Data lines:
------------------------

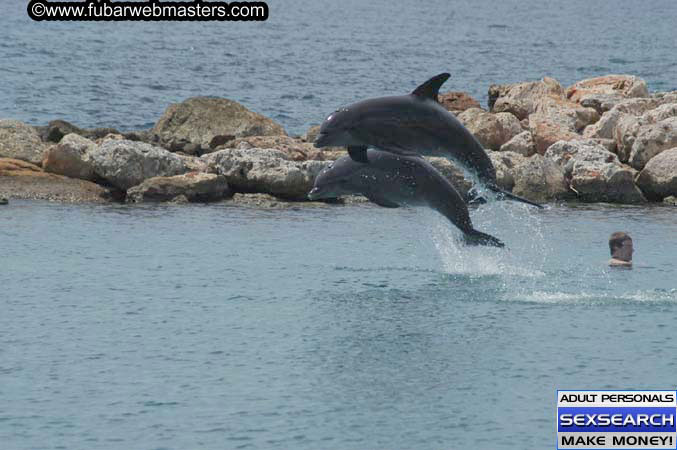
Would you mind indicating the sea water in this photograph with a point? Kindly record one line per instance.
(342, 327)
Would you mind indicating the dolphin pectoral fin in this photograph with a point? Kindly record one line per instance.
(475, 237)
(431, 88)
(511, 196)
(380, 201)
(358, 154)
(396, 149)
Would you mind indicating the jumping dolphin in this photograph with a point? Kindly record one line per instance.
(413, 124)
(391, 181)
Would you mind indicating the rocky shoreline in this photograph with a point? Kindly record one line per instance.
(605, 139)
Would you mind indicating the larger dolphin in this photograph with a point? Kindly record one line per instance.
(393, 180)
(413, 124)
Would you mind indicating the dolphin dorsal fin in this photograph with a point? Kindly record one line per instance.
(431, 88)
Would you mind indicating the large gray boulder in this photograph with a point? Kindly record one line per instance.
(194, 186)
(658, 179)
(457, 102)
(540, 179)
(265, 171)
(521, 99)
(125, 163)
(546, 98)
(70, 157)
(523, 143)
(491, 130)
(606, 125)
(535, 178)
(208, 122)
(651, 140)
(20, 179)
(594, 173)
(20, 141)
(545, 132)
(505, 164)
(603, 93)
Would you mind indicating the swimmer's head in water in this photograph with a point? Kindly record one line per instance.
(620, 245)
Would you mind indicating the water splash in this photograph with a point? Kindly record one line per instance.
(519, 226)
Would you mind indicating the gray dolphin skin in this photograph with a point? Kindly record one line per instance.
(413, 124)
(391, 181)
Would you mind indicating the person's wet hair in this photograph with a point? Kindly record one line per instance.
(617, 239)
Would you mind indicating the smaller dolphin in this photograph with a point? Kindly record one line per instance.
(410, 125)
(391, 181)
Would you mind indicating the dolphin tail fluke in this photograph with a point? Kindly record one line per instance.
(511, 196)
(475, 237)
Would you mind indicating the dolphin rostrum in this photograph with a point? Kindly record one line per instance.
(410, 125)
(391, 181)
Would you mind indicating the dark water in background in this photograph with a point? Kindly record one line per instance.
(348, 327)
(351, 328)
(312, 56)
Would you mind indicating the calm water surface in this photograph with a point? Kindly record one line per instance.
(344, 327)
(347, 327)
(312, 56)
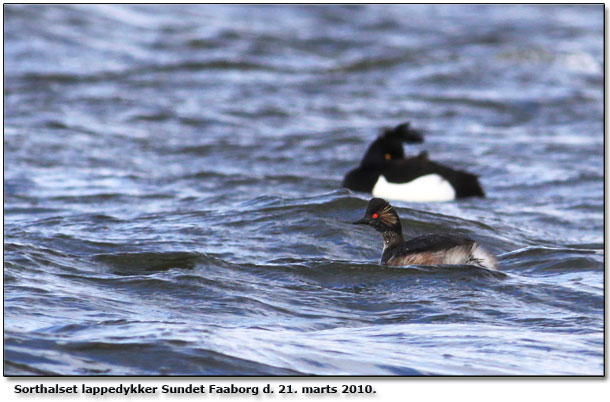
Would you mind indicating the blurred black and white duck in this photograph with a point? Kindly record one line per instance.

------------------------

(Goal of the exercise): Output every line of the material above as a numbered list, skipping any blank lines. Leave the pictures out.

(Problem solution):
1. Would you mind indicating the sea water in this photograph with a point? Kindly record one line per instance.
2. (342, 327)
3. Would you mind indicating the dolphin pectoral fin in this photograph with a point? Kindly record one line per instance.
4. (475, 237)
5. (431, 88)
6. (511, 196)
7. (380, 201)
8. (358, 154)
9. (396, 149)
10. Would you mind indicating the jumping dolphin in this photograph with a point? Kindly record one line per instance.
11. (413, 124)
12. (391, 181)
13. Would you mind indicating the rocky shoreline in this photograph with a point? Kindly record one line per instance.
14. (605, 139)
15. Would you mind indicating the larger dolphin in this photograph with a point? Kindly record one line per instance.
16. (393, 180)
17. (413, 124)
18. Would you mind indicating the dolphin dorsal fin in this photograph with a point? Kindly record one line per instance.
19. (431, 88)
20. Would you mind indicating the large gray boulder in this photograph with a point? Kindly record one line per instance.
21. (194, 186)
22. (658, 179)
23. (457, 102)
24. (540, 179)
25. (265, 171)
26. (521, 99)
27. (125, 163)
28. (546, 98)
29. (70, 157)
30. (523, 143)
31. (491, 130)
32. (606, 125)
33. (535, 178)
34. (208, 122)
35. (651, 140)
36. (20, 179)
37. (594, 173)
38. (20, 141)
39. (545, 132)
40. (505, 164)
41. (603, 93)
42. Would you mind indicating the swimmer's head in water in this photograph with a point? Kindly record one line per instance.
43. (620, 245)
44. Would you mind indicating the water splash in this photograph with a point? Kindly record one line per instance.
45. (519, 226)
46. Would you mind indicating the gray dolphin skin in this photograph with a point? Kindly record one line per instance.
47. (413, 124)
48. (391, 181)
49. Would you mind indicating the person's wet hair in this photograph with a point? Kindly record one line per instance.
50. (617, 239)
51. Would you mind indicating the smaller dolphin in this photograph with a point? Kindly record one line per instance.
52. (410, 125)
53. (391, 181)
54. Would you mind indicating the dolphin tail fluke in this photograph with a point? Kindly record one line per instance.
55. (511, 196)
56. (475, 237)
57. Would you mind indicating the dolphin rostrum in this photograph with a point? Kindly record one line per instance.
58. (410, 125)
59. (391, 181)
60. Would you mind indicating the dark water in background in this photograph with a point? Kindly record one line per instance.
61. (348, 327)
62. (351, 328)
63. (312, 56)
64. Would you mind indicating the calm water surface in this photograph with a point? Kindly record one line per instance.
65. (344, 327)
66. (347, 327)
67. (312, 56)
68. Would you mind indicating the blurred black and white duck in this photograph with a point? Kindly record one line per instance.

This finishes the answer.